__Questions to answer__.
**1)** In the article on departments adding classes, switch "overflow" to "influx" and reproduce the passage from "The overflow creates" to "to correct it.".
**2)** According to the article on departments adding classes, how many sections did Laboratory Methods in Communication Research expand to?
**3)** Write the next part of the article on departments adding classes to ease enrollment problems, starting right after its final sentence.

Depts add classes to ease enrollment woes

By Alicia A. Caldwell
Arizona Daily Wildcat
September 16, 1996

Departments campus-wide have recognized that students are not able to enroll in core classes needed to progress with their majors, and now they're doing something about it.

According to David A. Williams, communication professor and undergraduate adviser, the department knows there is indeed a problem regarding the availability of core classes in communications.

Williams said the problem comes partly from an overflow of students changing their majors late in their academic careers.

The overflow creates a greater demand for core classes that all communications majors need to graduate.

Now that the department has found the problem, Williams said, it is taking action to correct it.

Sally Jackson, instructor of Laboratory Methods in Communication Research, made the decision that anyone who needed and wanted to take the course would be admitted.

This course started with five sections of 25 students each, and expanded to eight sections of 25 students each.

Another short-term solution is the addition of visiting professors. Williams said, however, that the department cannot bring in as many as it would like.

The department has looked into the possibilities of rearranging the order of the curriculum, moving 300 and 400 level courses to the 200 level to create larger classes and a greater availability of classes.

The department and all instructors are doing whatever it can to accommodate the greatest number of students, Williams said.

"All of our instructors are carrying a full teaching load," he said.

The English Department has also taken steps to increase course availability, said English Professor Thomas Willard, director of undergraduate studies.

The English Department has begun to expand the size of undergraduate classes and the number of sections of classes being offered.

Willard said the previous director, English Professor Gene Koppel, started the changes, in an effort to reduce the backlog of students unable to enroll in the classes they needed for graduation.

Like the communications, the English department has made efforts to rearrange its curriculum by moving 300 and 400 level courses to the 200 level.

__Dataset content__.
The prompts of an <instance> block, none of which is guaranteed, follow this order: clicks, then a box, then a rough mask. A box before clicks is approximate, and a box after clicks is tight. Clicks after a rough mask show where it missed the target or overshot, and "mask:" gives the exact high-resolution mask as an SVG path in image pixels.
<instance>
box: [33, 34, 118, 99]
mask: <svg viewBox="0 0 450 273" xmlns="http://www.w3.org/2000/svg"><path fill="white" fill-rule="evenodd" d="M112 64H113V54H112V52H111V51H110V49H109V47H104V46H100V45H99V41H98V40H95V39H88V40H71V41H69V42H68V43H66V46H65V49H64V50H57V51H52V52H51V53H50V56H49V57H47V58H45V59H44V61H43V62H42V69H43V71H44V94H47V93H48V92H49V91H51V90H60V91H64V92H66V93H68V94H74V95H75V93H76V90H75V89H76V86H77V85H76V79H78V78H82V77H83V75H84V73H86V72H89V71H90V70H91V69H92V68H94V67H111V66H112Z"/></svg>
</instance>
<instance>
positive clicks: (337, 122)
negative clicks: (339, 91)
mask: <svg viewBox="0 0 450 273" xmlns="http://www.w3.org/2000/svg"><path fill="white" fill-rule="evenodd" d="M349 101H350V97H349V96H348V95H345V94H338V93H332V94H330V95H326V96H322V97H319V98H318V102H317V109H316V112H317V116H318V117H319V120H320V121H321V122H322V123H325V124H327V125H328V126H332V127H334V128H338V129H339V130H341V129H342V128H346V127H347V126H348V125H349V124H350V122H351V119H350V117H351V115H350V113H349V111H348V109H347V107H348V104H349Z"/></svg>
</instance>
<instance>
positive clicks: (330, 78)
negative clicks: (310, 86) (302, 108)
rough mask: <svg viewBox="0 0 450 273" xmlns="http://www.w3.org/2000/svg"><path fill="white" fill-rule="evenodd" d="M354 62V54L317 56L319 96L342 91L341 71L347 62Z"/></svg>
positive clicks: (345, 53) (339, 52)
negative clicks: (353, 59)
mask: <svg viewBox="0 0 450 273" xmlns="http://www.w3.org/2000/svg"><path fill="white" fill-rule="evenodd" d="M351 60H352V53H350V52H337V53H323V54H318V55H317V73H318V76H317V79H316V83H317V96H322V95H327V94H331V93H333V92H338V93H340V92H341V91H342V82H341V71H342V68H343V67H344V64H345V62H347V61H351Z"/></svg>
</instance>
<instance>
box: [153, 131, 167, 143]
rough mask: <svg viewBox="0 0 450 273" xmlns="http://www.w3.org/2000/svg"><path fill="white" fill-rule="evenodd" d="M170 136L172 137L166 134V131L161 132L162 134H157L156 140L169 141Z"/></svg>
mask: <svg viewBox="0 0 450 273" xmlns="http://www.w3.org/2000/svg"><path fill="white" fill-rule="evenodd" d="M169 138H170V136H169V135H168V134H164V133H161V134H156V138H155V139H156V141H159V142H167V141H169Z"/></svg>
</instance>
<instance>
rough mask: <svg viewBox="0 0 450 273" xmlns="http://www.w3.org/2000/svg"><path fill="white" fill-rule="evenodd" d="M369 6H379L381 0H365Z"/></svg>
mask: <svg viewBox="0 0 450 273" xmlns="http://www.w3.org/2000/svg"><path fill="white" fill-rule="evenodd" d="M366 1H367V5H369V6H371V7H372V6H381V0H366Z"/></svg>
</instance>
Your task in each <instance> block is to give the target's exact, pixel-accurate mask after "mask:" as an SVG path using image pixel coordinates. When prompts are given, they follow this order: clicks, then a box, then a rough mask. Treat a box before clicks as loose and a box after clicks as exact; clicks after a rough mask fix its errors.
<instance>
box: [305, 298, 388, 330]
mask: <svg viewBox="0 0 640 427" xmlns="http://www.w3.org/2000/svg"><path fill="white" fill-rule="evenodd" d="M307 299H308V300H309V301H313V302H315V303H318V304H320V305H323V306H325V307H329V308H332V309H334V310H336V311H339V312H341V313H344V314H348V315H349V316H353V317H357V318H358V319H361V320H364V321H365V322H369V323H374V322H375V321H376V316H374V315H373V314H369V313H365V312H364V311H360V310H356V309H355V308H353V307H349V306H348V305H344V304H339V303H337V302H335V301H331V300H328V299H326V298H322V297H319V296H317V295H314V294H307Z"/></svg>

__Answers to the exercise__.
**1)**
The influx creates a greater demand for core classes that all communications majors need to graduate.

Now that the department has found the problem, Williams said, it is taking action to correct it.

**2)** It expanded to eight sections of 25 students each.

**3)**
The English Department also has remodeled some of the lower-division courses by creating discussion sessions that meet once a week.

Willard said these efforts seem to be working. He said he knew of no complaints thus far in the fall semester.

"All of the students that came to my class on the first day were able to be signed in," Willard said about one of his own undergraduate classes.

In total, the department has increased the literature courses offered by an average of 20 percent. Some classes have seen a smaller or larger increased based on the size of the room in which the class is located, said Tom J. Collins, assistant to the head of the English Department.

Professor Malcolm A. Compitello, head of the Spanish and Portuguese Department, said his department has opened 10 new sections in first, second and third year Spanish to make courses more accessible.

"The basic problem is budget constraints and trying to accommodate the greatest number of students possible," Compitello said.

Representatives from the math, engineering, political science and journalism departments said there has been no real problem regarding class availability for students who registered right away. They went on to say each department does whatever it can to make classes as available as possible.

Professor Thomas Volgy, acting head of the Political Science Department, said he had had only two complaints so far this semester.

Representatives from all departments contacted said that majors and minors are given top priority in course enrollment.